**Texte présenté:**
Au terme d’une demie magnifique et irrespirable – la plus longue de l’histoire de Wimbledon – Jasmine Paolini s’est qualifiée pour sa deuxième finale consécutive en Grand Chelem. Elle y affrontera Barbora Krejcikova, renversante face à la grande favorite de cette édition 2024.
Wimbledon – J11 : Paolini et Krejcikova, reines du come-back
Déjà finaliste à Roland-Garros, l’Italienne a rallié ce jeudi la dernière marche au All England Club, une première depuis Serena Williams en 2016.
Paolini, incroyable et inoubliable
"Je me souviendrai de ce match toute ma vie." Son iconique sourire fixé au visage, Jasmine Paolini pouvait enfin savourer son exploit. Victorieuse d’un duel à couper le souffle face à Donna Vekic (2/6, 6/4, 7/6(8) en 2h51), elle est devenue la première joueuse italienne de l’histoire à rallier la finale de Wimbledon, et ce alors qu’elle n’avait jamais gagné le moindre match sur gazon sur le circuit principal avant ce cru 2024. Déjà huitième de finaliste à l’Open d’Australie, sacrée au WTA 1000 de Dubaï puis finaliste Porte d’Auteuil, celle qui réalise la plus belle saison de sa carrière et intègrera quoi qu’il arrive le Top 5 mondial lundi prochain, a une nouvelle fois fait étalage de sa technique et de son goût du combat pour se donner le droit de rêver encore plus grand.

**Entrées listées:**
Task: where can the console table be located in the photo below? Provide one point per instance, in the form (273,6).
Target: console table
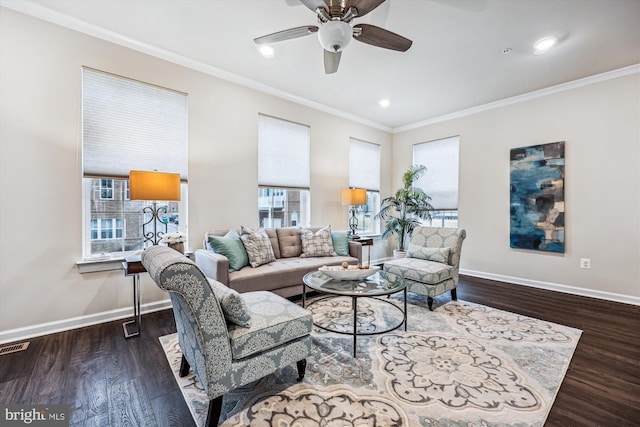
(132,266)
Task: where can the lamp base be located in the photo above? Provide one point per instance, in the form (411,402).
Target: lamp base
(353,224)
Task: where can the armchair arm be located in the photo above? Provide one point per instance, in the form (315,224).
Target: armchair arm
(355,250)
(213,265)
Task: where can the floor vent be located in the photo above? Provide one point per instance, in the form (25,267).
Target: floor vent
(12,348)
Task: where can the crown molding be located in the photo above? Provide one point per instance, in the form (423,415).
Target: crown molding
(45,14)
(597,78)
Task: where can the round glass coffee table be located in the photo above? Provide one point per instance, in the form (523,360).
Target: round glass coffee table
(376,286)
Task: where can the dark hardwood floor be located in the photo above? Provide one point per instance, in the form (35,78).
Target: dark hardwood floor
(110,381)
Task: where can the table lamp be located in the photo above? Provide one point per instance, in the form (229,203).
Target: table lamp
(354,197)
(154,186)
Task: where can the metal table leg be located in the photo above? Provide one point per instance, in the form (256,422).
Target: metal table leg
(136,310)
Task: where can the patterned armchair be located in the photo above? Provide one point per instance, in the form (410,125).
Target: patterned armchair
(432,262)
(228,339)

**Consigne donnée 1:** Citez toutes les joueuses nommées dans l'article sur Wimbledon.
**Consigne donnée 2:** Dans l'article sur Wimbledon, renommez "l’Italienne" en "la joueuse transalpine" et recopiez le passage de "Au terme d’une" à "Williams en 2016." avec ce changement.
**Consigne donnée 3:** Rédigez la suite de l'article sur Wimbledon en reprenant après sa dernière phrase.
Les items n'ont aucun rapport avec l'article sur Wimbledon.

**Résultat final 1:** Jasmine Paolini, Barbora Krejcikova, Serena Williams, Donna Vekic

**Résultat final 2:**
Au terme d’une demie magnifique et irrespirable – la plus longue de l’histoire de Wimbledon – Jasmine Paolini s’est qualifiée pour sa deuxième finale consécutive en Grand Chelem. Elle y affrontera Barbora Krejcikova, renversante face à la grande favorite de cette édition 2024.
Wimbledon – J11 : Paolini et Krejcikova, reines du come-back
Déjà finaliste à Roland-Garros, la joueuse transalpine a rallié ce jeudi la dernière marche au All England Club, une première depuis Serena Williams en 2016.

**Résultat final 3:**
Evidemment, comme le score l’indique, rien n’a été simple pour la protégée de Renzo Furlan. Entre une joueuse prête à bondir au filet au moindre coup faible et une autre très agressive sur sa ligne de fond de court, la clé de cette première demi-finale résidait dans la capacité des protagonistes à assurer leurs engagements et les 2-3 premières frappes de l’échange. Et à ce petit jeu, la Croate a connu bien plus de réussite que son opposante au cours d’une première manche à sens unique. Impériale durant ces 35 premières minutes (91% de points gagnés derrière sa première, 75% derrière sa deuxième), elle n’a laissé aucune ouverture, ne perdant en tout et pour tout que trois petits points sur son service.
Une situation confortable qui lui a permis de prendre l’initiative au retour et de pilonner la 7e mondiale. Résultat, elle a remporté 16 points sur 32 dans cet exercice et converti deux de ses cinq balles de break pour boucler le set inaugural (6/2). "Aujourd'hui, ça a vraiment été très difficile, j'avais vraiment beaucoup de mal au début, a expliqué Paolini en conférence de presse. Elle servait très bien et me faisait courir sur toutes les balles. A l'inverse, je n'y arrivais pas et j'essayais juste de me répéter de continuer, d'essayer d'être plus proche et de croire que le match pouvait basculer à tout moment."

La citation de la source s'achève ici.